• [練習課題]: 下の記録のうち、「wooden」という語を含む行をすべて示してください。

• [記録一覧]:
====

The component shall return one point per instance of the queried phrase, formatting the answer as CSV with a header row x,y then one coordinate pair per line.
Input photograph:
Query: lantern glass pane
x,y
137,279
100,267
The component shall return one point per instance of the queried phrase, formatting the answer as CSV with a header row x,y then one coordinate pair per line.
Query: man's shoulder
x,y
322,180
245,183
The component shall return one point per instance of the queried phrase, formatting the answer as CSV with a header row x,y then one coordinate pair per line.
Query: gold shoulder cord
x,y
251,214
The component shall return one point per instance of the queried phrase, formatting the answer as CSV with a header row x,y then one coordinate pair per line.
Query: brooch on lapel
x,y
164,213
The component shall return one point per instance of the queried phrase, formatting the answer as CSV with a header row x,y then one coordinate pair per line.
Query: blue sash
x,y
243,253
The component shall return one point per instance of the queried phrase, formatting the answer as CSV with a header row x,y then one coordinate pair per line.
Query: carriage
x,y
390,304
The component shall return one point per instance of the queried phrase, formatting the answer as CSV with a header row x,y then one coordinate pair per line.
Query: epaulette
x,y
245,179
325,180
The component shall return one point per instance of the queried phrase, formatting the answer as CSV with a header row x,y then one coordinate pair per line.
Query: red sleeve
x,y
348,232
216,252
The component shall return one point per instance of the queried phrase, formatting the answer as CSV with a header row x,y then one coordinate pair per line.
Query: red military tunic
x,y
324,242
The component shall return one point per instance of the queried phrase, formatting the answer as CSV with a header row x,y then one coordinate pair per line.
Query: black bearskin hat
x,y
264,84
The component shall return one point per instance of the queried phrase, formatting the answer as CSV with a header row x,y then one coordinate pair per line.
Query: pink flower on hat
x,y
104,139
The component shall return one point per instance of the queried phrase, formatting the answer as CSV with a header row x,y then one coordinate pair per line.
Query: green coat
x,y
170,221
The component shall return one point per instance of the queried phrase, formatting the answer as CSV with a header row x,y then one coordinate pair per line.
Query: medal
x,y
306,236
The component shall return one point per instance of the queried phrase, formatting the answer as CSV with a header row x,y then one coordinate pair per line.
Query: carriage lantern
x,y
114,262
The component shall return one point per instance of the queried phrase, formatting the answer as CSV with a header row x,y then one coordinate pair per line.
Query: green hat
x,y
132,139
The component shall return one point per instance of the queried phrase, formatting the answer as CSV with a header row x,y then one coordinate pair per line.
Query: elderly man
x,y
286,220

====

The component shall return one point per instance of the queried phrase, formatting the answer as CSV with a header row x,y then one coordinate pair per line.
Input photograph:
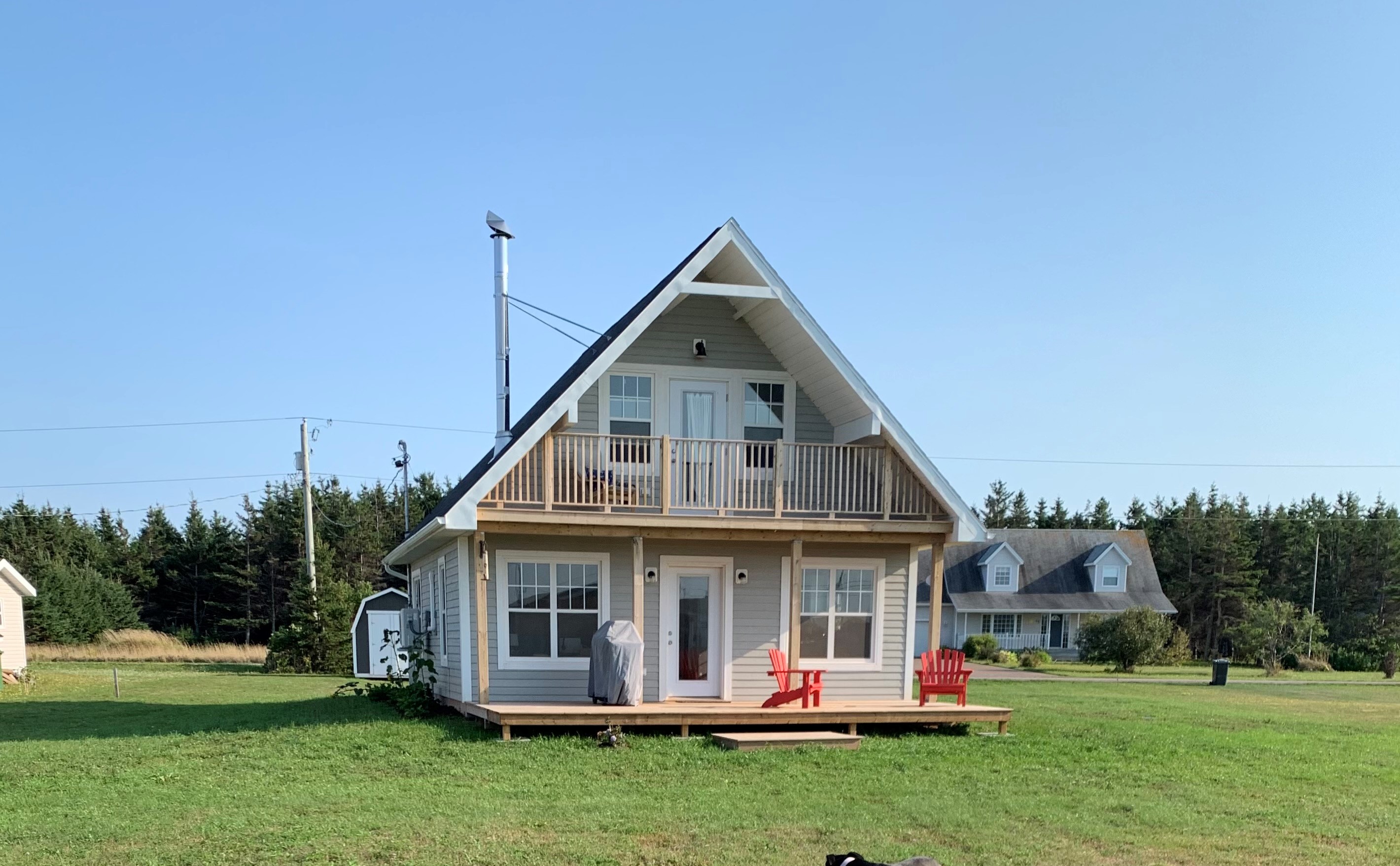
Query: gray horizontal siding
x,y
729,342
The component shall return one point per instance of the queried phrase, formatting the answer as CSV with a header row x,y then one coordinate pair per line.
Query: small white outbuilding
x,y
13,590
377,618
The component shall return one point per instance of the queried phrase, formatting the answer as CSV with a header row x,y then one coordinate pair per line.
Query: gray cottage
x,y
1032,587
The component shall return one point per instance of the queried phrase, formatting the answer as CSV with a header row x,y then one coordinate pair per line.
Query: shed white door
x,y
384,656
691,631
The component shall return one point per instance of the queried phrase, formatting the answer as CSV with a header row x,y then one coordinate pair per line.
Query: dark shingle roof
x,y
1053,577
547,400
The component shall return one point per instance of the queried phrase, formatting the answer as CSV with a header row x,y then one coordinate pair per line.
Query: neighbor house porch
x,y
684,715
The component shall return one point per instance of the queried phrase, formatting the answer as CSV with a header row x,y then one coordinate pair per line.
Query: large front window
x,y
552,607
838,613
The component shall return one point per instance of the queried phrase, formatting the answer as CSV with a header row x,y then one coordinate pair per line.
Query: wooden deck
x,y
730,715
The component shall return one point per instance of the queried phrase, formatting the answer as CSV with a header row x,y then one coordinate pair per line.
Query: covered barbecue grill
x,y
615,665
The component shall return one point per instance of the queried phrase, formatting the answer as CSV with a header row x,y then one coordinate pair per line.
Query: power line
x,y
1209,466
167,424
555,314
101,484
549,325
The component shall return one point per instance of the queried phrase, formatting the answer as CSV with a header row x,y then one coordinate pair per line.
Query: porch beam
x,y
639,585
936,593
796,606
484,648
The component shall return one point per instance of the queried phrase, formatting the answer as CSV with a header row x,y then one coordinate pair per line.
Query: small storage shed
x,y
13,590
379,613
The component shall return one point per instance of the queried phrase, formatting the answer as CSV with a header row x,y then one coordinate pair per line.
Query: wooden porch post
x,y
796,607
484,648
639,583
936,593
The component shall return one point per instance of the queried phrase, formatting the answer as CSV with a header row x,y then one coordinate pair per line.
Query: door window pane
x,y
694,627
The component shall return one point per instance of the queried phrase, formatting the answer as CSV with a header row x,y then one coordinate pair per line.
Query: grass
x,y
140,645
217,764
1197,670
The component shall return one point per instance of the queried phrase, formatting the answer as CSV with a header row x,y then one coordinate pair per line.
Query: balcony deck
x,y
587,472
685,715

====

• [回答]:
Query: wooden deck
Query: wooden porch post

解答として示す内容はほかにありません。